↓
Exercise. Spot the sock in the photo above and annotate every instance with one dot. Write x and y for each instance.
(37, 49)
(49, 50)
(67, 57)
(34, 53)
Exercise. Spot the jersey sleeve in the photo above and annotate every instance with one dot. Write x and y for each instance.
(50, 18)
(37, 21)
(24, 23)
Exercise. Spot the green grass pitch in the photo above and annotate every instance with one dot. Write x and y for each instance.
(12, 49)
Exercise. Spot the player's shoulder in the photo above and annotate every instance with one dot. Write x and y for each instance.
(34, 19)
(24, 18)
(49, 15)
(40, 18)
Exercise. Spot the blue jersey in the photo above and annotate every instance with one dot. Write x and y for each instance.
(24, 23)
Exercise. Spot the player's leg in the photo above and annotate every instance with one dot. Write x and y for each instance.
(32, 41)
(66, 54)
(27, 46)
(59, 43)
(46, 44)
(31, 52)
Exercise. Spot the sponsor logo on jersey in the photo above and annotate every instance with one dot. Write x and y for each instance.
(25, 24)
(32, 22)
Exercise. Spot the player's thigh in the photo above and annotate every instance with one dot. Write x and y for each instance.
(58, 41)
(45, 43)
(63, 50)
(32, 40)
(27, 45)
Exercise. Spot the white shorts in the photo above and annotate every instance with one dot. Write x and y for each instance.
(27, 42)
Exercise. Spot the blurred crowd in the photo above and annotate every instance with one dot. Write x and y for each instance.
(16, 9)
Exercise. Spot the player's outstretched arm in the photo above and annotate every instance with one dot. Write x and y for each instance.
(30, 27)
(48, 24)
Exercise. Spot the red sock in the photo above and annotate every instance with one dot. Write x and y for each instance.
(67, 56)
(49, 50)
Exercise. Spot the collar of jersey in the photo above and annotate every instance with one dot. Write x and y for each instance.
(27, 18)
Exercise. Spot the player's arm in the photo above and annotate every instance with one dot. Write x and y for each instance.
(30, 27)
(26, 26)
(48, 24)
↑
* **Exercise prompt**
Copy the material again, starting at the line containing "Exercise. Spot the player's outstretched" and ending at the end of the material, and shift every coordinate in the answers by -7. Include only that span.

* **Response for this exercise**
Exercise. Spot the player's outstretched arm in the photo above and annotate every instance with one dot. Write x and y for each instance.
(23, 20)
(41, 17)
Exercise. Spot the red sock in the photo above and annotate every instance with one dot. Write x and y for each instance.
(60, 49)
(42, 43)
Exercise. Spot the collar of jersey in the photo above and annotate every instance with one dot. Write x and y for each instance.
(20, 11)
Exercise. Spot the player's arm in the photo above and annotate every instance with one dot. Write x and y for each instance.
(23, 20)
(19, 19)
(41, 17)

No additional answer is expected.